Three of the double-beveled bone rods from the East Wenatchee Site exhibit simple decorative embellishment. Two have a zipper-like incised design along the midlines of their interior surfaces (figure 2.13a). Unfortunately, preservation is poor and details of the individual incisions are not clear. The third specimen exhibits small curved incisions on the back surface of the beveled end. These shallow incisions cover the surface and resemble fingernail impressions.
Mike Gramly, one of the archaeologists who investigated the East Wenatchee cache site, has proposed that the bone rods found there were composite sled shoes, tied together and lashed to wooden sled runners.50 The bevels on the ends of the rods would have allowed enough overlap to produce a continuous composite runner. He notes that similar bone sled shoes were used by Inuits but readily admits that much more study needs to be done before this interpretation can be supported or rejected. We have difficulty accepting it. Skids for sled runners seem highly unlikely because of the complexity of the lashing that would have been required and the inevitable interference with traction that lashing would have caused. One might also expect distinct wear patterns to develop quickly, but there are none. Furthermore, the decorative embellishments would not have been visible.
FIGURE 2.13.
Bone, antler, and ivory tools: (a) East Wenatchee decorated bi-bevel rod; (b) Anzick bi-bevel rod; (c) Anzick foreshaft; (d) Blackwater Draw point; (e) Florida decorated point (sagaie); (f) Florida barbed point; (g) Florida point; (h) Sheridan Cave, Ohio, point; (i–k) Florida atlatl hooks; (l) Blackwater Draw ivory billet; (m) Murray Springs, Arizona, shaft wrench. Outlines show (h) side view of base bevel; (j) section; (k–m) cross sections.
Another Clovis cache site, Anzick in southwestern Montana, contained more than 132 artifacts and bone tools buried in a collapsed rock shelter.51 This site was similar to the East Wenatchee Site, as it contained a large number of bifacially flaked stone artifacts, including Clovis points, a few unifacially retouched tools, and bone rods. A notable difference from East Wenatchee was the presence of the partial remains of two subadult human skeletons. The remains of a toddler consisted primarily of skull fragments, and the artifacts were all stained with red ocher. The other individual has been shown to be unassociated with the Clovis materials.52
Eleven bone rods were among the artifacts collected from the disturbed deposits of the site: two complete rods, four fragments with beveled ends, and five midsections.53 One complete rod is much like those from East Wenatchee and is beveled at both ends (figure 2.13b). The other is beveled on one end only, with the opposite end indented and tapered mostly flat but slightly rounded (figure 2.13c). Six of the seven bevels are incised, primarily in a crosshatch pattern, and there was organic residue thought to be resin on the beveled ends.
The complete rods are about the same length as those from East Wenatchee, but they are proportionally narrower. They measure 220 and 281 millimeters in length, but the width at their widest point ranges between 15 and 20 millimeters, with a mean of 17.9 millimeters. As with the East Wenatchee specimens, there seems to be a greater standardization of width than length.

· · ·

Stated task 1
Transcribe everything in the passage on bone rods from "Mike Gramly, one" down to "have been visible.".
Stated task 2
Find every line of the listing that contains the string "green", matching case exactly, and copy each of those lines.
The passage on bone rods and the listing come from unrelated sources.

Records of labeled points

· · ·

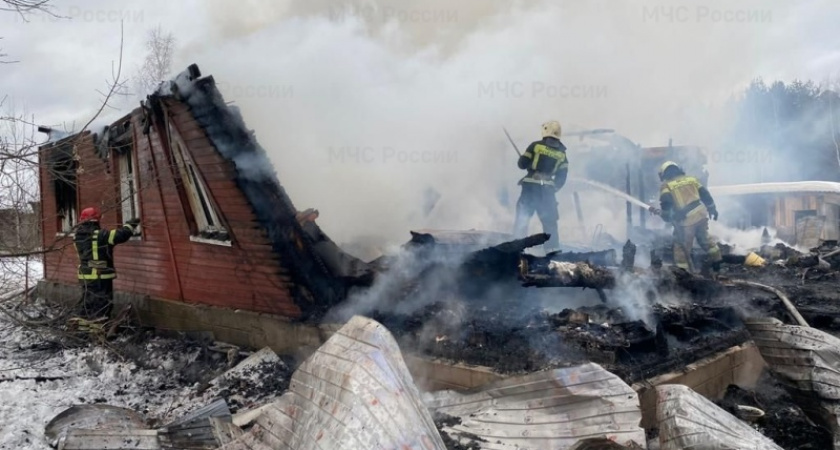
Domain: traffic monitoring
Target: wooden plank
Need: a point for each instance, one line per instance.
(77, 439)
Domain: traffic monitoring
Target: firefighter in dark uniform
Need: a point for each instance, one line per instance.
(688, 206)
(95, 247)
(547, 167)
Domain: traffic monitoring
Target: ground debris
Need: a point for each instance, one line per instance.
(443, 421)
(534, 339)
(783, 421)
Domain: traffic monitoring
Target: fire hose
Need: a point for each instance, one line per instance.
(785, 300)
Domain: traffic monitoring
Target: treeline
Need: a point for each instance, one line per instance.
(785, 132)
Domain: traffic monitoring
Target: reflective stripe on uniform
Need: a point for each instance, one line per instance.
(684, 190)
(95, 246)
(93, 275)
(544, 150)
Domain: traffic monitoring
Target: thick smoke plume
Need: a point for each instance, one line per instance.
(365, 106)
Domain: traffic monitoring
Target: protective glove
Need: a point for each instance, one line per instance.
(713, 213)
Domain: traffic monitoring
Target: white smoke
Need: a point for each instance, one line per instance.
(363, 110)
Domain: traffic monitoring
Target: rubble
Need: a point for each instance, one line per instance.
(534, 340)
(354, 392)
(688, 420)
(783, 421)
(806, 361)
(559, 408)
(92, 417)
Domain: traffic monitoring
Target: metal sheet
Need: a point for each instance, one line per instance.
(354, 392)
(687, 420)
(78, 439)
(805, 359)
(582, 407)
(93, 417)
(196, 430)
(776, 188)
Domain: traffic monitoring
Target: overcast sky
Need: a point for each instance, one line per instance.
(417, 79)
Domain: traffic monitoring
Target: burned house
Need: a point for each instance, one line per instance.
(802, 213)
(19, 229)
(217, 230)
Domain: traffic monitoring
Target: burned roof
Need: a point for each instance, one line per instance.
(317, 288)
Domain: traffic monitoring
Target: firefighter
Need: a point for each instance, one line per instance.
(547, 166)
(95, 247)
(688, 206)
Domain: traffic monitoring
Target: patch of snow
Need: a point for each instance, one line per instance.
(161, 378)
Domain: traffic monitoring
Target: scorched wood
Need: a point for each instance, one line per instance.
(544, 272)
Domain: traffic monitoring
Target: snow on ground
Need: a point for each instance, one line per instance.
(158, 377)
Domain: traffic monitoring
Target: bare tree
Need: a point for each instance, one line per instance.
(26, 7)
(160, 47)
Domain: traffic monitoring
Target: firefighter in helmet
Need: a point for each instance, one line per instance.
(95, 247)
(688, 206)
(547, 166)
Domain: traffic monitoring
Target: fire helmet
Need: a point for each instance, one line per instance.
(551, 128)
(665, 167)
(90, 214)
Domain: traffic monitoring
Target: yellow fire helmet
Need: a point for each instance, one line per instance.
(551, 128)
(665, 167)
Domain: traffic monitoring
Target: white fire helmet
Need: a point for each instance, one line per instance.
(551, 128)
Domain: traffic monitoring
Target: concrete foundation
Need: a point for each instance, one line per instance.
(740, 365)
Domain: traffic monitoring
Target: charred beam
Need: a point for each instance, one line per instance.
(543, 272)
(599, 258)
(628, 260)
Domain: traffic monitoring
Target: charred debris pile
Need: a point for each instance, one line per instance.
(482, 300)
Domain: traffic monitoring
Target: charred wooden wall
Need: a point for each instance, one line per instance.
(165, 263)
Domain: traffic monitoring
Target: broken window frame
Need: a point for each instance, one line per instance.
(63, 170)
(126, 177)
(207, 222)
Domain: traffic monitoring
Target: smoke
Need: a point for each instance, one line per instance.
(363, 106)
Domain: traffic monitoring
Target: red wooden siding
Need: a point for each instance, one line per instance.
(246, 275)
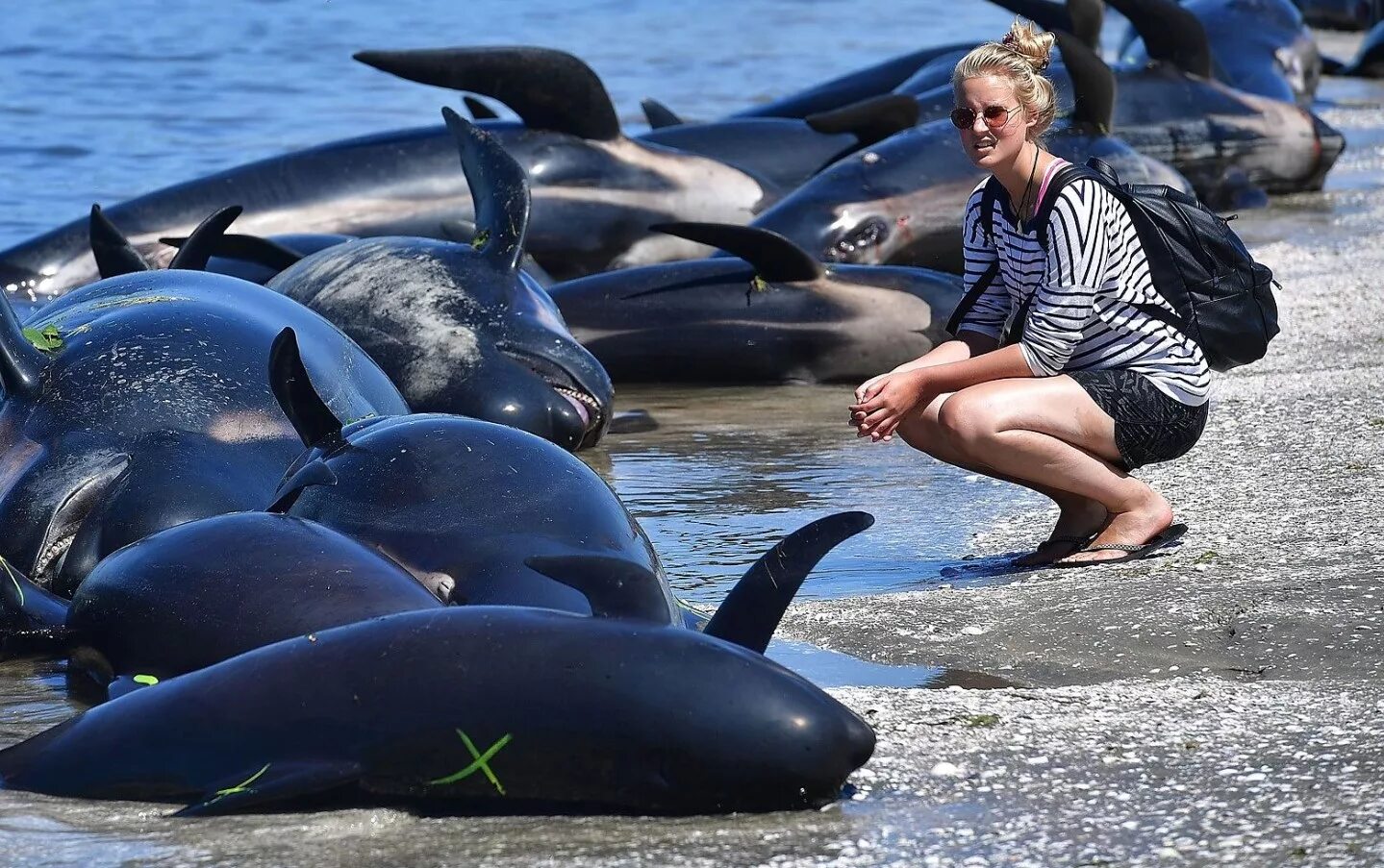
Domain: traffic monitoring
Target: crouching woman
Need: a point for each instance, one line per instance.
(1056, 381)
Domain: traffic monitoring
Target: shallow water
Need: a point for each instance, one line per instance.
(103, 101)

· · ·

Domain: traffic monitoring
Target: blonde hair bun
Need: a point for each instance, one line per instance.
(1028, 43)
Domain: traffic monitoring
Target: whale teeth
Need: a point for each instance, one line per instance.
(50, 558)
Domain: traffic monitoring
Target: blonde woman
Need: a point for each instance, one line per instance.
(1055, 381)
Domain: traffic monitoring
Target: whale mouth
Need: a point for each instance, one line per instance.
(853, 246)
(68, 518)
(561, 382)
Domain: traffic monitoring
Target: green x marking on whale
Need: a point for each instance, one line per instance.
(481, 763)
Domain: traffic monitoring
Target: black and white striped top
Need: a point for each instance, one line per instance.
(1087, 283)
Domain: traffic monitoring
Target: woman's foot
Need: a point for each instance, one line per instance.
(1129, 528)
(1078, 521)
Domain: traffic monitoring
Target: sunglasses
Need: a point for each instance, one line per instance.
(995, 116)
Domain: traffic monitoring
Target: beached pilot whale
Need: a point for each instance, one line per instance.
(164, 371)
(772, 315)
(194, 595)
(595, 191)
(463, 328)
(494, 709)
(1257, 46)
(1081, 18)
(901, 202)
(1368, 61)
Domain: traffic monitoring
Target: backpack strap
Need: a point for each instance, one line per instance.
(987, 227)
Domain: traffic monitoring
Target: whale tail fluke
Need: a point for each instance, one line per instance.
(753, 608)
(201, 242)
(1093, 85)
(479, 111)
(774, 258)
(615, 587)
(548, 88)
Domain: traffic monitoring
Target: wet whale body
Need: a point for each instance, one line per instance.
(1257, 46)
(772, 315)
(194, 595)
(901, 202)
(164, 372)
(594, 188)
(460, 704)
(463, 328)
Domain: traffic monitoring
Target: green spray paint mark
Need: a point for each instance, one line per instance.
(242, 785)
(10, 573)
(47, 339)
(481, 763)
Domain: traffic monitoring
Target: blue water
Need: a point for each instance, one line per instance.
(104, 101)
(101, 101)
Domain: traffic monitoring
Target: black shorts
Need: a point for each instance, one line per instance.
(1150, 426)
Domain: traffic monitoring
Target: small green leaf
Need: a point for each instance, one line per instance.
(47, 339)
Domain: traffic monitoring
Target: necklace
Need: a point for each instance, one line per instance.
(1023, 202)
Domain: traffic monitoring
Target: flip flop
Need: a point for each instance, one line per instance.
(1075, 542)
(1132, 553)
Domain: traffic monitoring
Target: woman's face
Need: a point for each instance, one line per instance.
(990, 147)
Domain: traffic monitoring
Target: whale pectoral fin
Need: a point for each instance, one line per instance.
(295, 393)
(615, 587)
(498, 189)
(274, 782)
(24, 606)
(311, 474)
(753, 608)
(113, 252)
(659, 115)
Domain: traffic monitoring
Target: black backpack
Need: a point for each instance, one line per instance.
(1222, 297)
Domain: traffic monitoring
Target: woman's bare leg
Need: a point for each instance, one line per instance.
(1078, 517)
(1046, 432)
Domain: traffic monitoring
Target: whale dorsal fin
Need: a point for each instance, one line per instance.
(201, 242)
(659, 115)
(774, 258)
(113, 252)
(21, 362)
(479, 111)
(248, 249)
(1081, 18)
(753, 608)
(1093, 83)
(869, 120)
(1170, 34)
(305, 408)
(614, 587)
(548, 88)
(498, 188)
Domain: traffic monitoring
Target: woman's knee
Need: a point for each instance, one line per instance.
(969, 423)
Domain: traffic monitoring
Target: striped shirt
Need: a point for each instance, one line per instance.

· · ·

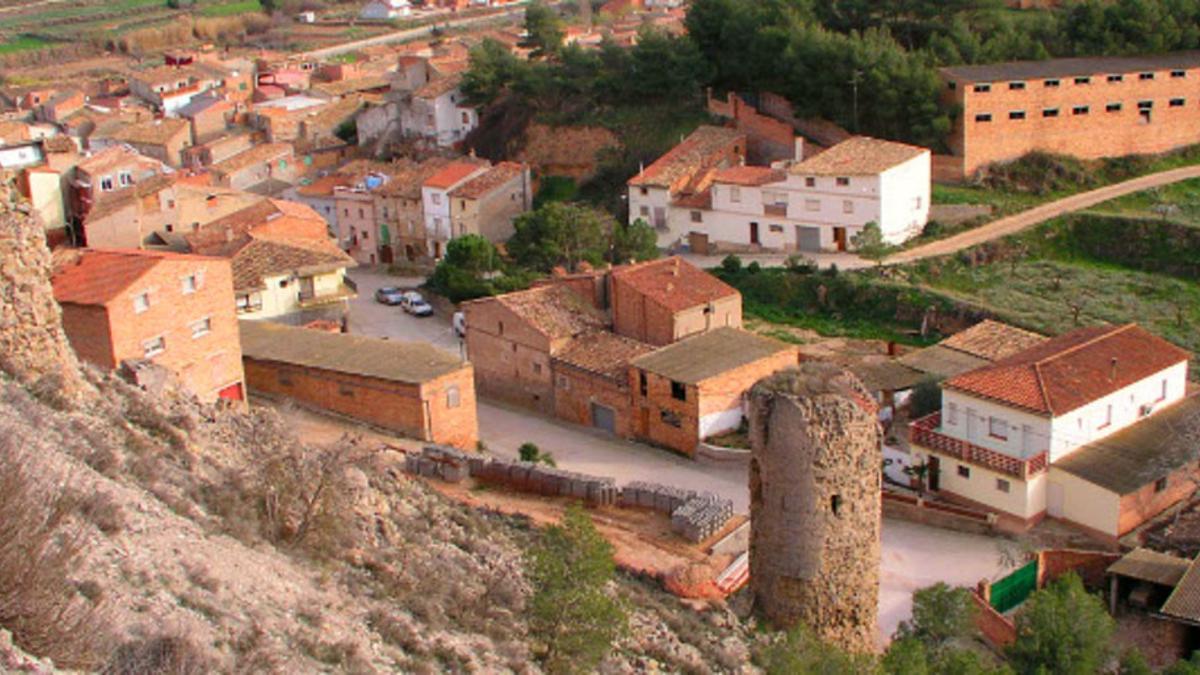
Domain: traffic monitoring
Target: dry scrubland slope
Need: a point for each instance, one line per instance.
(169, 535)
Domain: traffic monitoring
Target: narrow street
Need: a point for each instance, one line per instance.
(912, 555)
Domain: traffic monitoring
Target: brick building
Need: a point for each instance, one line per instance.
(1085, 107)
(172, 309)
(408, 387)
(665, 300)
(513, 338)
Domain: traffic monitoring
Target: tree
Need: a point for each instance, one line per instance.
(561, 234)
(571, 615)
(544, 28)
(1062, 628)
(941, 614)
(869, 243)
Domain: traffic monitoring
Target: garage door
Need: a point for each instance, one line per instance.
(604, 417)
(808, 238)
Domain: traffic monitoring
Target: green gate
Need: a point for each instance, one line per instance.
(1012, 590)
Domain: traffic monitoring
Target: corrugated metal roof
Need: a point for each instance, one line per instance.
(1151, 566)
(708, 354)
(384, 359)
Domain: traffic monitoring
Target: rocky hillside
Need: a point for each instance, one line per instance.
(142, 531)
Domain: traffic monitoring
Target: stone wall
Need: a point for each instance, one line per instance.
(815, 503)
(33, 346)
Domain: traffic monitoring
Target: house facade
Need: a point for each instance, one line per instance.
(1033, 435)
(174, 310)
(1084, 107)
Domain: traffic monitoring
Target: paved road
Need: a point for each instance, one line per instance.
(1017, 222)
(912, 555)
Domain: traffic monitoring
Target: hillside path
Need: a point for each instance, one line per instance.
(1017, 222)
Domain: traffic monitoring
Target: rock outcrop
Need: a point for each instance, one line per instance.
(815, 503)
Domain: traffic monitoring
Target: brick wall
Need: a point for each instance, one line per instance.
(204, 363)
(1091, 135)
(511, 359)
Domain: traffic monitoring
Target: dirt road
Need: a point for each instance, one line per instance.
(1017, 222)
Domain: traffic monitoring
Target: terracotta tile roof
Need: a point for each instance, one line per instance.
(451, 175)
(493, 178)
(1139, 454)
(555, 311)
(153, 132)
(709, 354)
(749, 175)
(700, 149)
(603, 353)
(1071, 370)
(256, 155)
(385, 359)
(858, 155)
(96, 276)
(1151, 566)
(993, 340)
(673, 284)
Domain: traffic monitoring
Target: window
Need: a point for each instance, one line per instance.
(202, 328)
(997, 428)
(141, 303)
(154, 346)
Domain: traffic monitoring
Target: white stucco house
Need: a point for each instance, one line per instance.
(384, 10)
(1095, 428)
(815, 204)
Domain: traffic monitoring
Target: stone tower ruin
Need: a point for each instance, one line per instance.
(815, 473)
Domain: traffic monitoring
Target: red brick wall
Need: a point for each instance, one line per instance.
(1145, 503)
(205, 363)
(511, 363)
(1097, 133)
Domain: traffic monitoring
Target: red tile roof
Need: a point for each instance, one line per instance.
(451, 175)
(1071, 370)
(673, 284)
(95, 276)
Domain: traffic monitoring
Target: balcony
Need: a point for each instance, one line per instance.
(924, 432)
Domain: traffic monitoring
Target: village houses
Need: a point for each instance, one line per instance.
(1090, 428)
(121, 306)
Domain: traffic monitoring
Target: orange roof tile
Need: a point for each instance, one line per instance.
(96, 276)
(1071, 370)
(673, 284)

· · ·

Exercise output 1
Mike Gramly, one of the archaeologists who investigated the East Wenatchee cache site, has proposed that the bone rods found there were composite sled shoes, tied together and lashed to wooden sled runners.50 The bevels on the ends of the rods would have allowed enough overlap to produce a continuous composite runner. He notes that similar bone sled shoes were used by Inuits but readily admits that much more study needs to be done before this interpretation can be supported or rejected. We have difficulty accepting it. Skids for sled runners seem highly unlikely because of the complexity of the lashing that would have been required and the inevitable interference with traction that lashing would have caused. One might also expect distinct wear patterns to develop quickly, but there are none. Furthermore, the decorative embellishments would not have been visible.

Exercise output 2
Target: green x marking on whale
Target: green spray paint mark
Target: small green leaf
Target: green gate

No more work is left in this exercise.